## Что сделать
Продублируйте все строки ниже без единого изменения. Изображения в ответ не включайте.

## Строки для задания
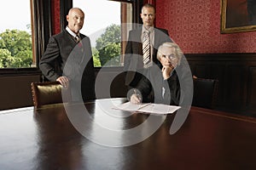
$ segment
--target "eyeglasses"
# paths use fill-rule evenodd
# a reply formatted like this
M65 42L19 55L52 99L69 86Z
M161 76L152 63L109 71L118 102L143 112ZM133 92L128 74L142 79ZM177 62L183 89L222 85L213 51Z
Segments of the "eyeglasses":
M162 57L166 58L166 59L170 59L170 60L175 60L175 59L177 59L177 57L173 54L172 54L170 55L162 55Z

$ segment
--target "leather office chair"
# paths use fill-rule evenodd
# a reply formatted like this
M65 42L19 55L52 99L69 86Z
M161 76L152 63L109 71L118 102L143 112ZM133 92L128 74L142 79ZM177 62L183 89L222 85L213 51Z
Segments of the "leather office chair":
M214 109L218 94L218 81L193 77L193 106Z
M59 82L32 82L31 88L35 107L62 103L62 86Z

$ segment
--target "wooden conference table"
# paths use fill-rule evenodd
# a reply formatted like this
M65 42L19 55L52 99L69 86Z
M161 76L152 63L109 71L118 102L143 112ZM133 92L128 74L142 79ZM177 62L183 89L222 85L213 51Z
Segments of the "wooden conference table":
M91 119L101 121L100 112L104 111L97 104L107 100L85 104ZM185 122L172 135L169 130L176 113L167 115L145 140L110 147L80 134L66 110L60 104L0 111L0 169L256 169L256 119L253 117L191 107ZM134 113L111 125L131 128L148 116ZM93 136L96 131L91 128L89 132Z

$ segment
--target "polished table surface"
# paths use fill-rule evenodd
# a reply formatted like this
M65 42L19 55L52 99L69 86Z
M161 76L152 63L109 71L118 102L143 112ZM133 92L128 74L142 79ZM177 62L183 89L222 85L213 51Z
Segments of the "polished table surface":
M85 104L91 119L108 122L105 116L101 120L104 111L97 105L105 100ZM145 140L110 147L80 134L66 112L62 104L0 111L0 169L256 169L256 119L253 117L191 107L174 134L169 130L176 113L167 115ZM114 112L129 115L112 123L124 129L137 127L148 117ZM90 132L96 135L93 128Z

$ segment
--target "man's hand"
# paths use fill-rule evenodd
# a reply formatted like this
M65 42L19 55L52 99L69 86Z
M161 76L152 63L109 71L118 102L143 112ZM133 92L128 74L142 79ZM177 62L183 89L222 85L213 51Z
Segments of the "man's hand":
M69 80L67 76L59 76L56 81L61 82L63 88L68 88Z
M131 96L131 103L137 105L142 103L142 99L138 94L134 94Z
M163 66L162 68L162 73L164 79L168 79L171 76L171 73L173 71L173 66Z

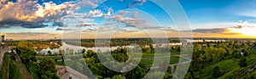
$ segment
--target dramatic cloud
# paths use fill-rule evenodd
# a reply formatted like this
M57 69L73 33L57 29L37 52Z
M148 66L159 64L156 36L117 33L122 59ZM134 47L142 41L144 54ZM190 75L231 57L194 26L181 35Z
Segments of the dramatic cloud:
M201 33L224 33L227 30L225 28L211 28L211 29L195 29L192 30L193 32Z
M131 15L130 15L131 14ZM112 15L109 19L125 24L126 26L150 28L154 27L148 25L149 20L137 18L137 12L120 11L117 14Z
M15 3L1 1L0 27L18 25L38 28L46 26L44 24L48 22L61 25L56 20L77 8L79 6L74 2L66 2L59 5L49 2L40 5L37 1L30 0L17 0Z

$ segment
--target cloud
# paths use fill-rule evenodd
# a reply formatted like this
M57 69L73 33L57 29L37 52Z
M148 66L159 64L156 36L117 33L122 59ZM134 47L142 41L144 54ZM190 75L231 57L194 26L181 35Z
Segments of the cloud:
M0 27L13 25L24 28L44 27L47 22L56 22L62 16L70 14L79 6L74 2L66 2L55 4L52 2L42 5L37 1L17 0L0 3ZM55 25L61 25L55 23Z
M131 4L129 4L129 7L131 8L137 5L143 5L146 2L147 0L133 0L133 2Z
M54 39L55 37L61 38L61 34L49 32L16 32L5 33L7 39L15 40L27 40L27 39Z
M201 33L224 33L227 31L225 28L211 28L211 29L195 29L192 32L201 32Z
M110 16L108 19L111 19L117 22L123 23L126 26L140 27L140 28L154 27L147 24L149 20L137 18L137 12L131 13L131 12L120 11L117 14ZM131 15L129 16L129 14Z

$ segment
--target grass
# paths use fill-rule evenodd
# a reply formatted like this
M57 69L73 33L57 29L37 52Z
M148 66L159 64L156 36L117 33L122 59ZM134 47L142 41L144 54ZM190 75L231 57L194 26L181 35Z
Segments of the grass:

## Результат упражнения
$ segment
--target "eyeglasses"
# paths use fill-rule evenodd
# a reply formatted like this
M65 42L19 55L52 99L69 86Z
M161 76L152 63L109 71L118 102L143 112ZM133 92L128 74L142 79ZM177 62L183 89L222 85L213 51Z
Segments of the "eyeglasses":
M162 57L166 58L166 59L170 59L170 60L175 60L175 59L177 59L177 57L173 54L172 54L170 55L162 55Z

$ segment
--target "leather office chair"
# paths use fill-rule evenodd
# a reply formatted like this
M65 42L19 55L52 99L69 86Z
M161 76L152 63L109 71L118 102L143 112ZM133 92L128 74L142 79ZM177 62L183 89L222 85L213 51Z
Segments of the "leather office chair":
M214 109L218 94L218 81L193 77L193 106Z
M59 82L32 82L31 88L35 107L62 103L62 86Z

$ segment
--target "wooden conference table"
# paths use fill-rule evenodd
# a reply formatted like this
M65 42L19 55L52 99L69 86Z
M161 76L152 63L109 71L118 102L143 112ZM133 92L128 74L142 79ZM177 62L183 89L222 85L213 51Z
Segments of the "wooden conference table":
M91 119L101 121L100 112L104 111L97 104L107 100L85 104ZM185 122L172 135L169 130L176 113L167 115L145 140L110 147L80 134L66 110L60 104L0 111L0 169L256 169L256 119L253 117L191 107ZM134 113L111 125L131 128L148 116ZM93 136L96 131L91 128L89 132Z

$ segment
--target "polished table surface"
# paths use fill-rule evenodd
# a reply formatted like this
M65 42L19 55L52 99L69 86Z
M161 76L152 63L109 71L118 102L143 112ZM133 92L128 74L142 79ZM177 62L183 89L222 85L213 51Z
Segments of the "polished table surface":
M85 104L91 119L108 122L105 116L101 120L104 111L97 105L105 100ZM145 140L110 147L80 134L66 112L62 104L0 111L0 169L256 169L256 119L253 117L191 107L174 134L169 130L176 113L167 115ZM114 112L129 115L112 123L124 129L137 127L148 117ZM90 132L96 135L93 128Z

$ segment
--target "man's hand"
# paths use fill-rule evenodd
# a reply formatted like this
M65 42L19 55L52 99L69 86Z
M161 76L152 63L109 71L118 102L143 112ZM133 92L128 74L142 79ZM177 62L183 89L222 85L213 51Z
Segments of the "man's hand":
M69 80L67 76L59 76L56 81L61 82L63 88L68 88Z
M131 96L131 103L137 105L142 103L142 99L138 94L134 94Z
M163 66L162 68L162 73L164 79L168 79L171 76L171 73L173 71L173 66Z

$ segment
--target dramatic cloud
# paths use fill-rule evenodd
# a reply formatted like this
M57 69L73 33L57 29L37 52Z
M148 66L159 64L156 36L117 33L122 59ZM134 47L142 41L144 54ZM190 75L231 57L194 26L181 35Z
Segments of the dramatic cloud:
M201 33L224 33L227 30L225 28L211 28L211 29L195 29L192 30L193 32Z
M131 15L130 15L131 14ZM112 15L109 19L125 24L126 26L150 28L154 27L148 25L149 20L137 18L137 12L120 11L117 14Z
M15 3L1 1L0 27L18 25L38 28L46 26L44 24L48 22L61 25L56 20L77 8L79 6L74 2L66 2L59 5L49 2L40 5L37 1L30 0L17 0Z

$ segment
--target cloud
# paths use fill-rule evenodd
# a reply formatted like this
M57 69L73 33L57 29L37 52Z
M148 66L159 64L156 36L117 33L122 59ZM134 47L142 41L144 54ZM190 75L231 57L194 26L181 35Z
Segments of the cloud:
M0 27L13 25L24 28L44 27L47 22L56 22L62 16L70 14L79 6L74 2L66 2L55 4L52 2L42 5L37 1L17 0L0 3ZM55 25L61 25L55 23Z
M131 4L129 4L129 7L131 8L137 5L143 5L146 2L147 0L133 0L133 2Z
M54 39L55 37L61 38L61 34L49 32L16 32L5 33L7 39L15 40L27 40L27 39Z
M201 33L224 33L227 31L225 28L211 28L211 29L195 29L192 32L201 32Z
M110 16L108 19L111 19L117 22L123 23L126 26L140 27L140 28L154 27L147 24L149 20L137 18L137 12L131 13L131 12L120 11L117 14ZM131 15L129 16L129 14Z

$ segment
--target grass
# paths use fill-rule evenodd
# a reply formatted like this
M57 69L73 33L57 29L37 52Z
M148 66L159 64L156 36L117 33L122 59ZM134 47L142 41L144 54ZM190 75L231 57L194 26L181 35Z
Segments of the grass:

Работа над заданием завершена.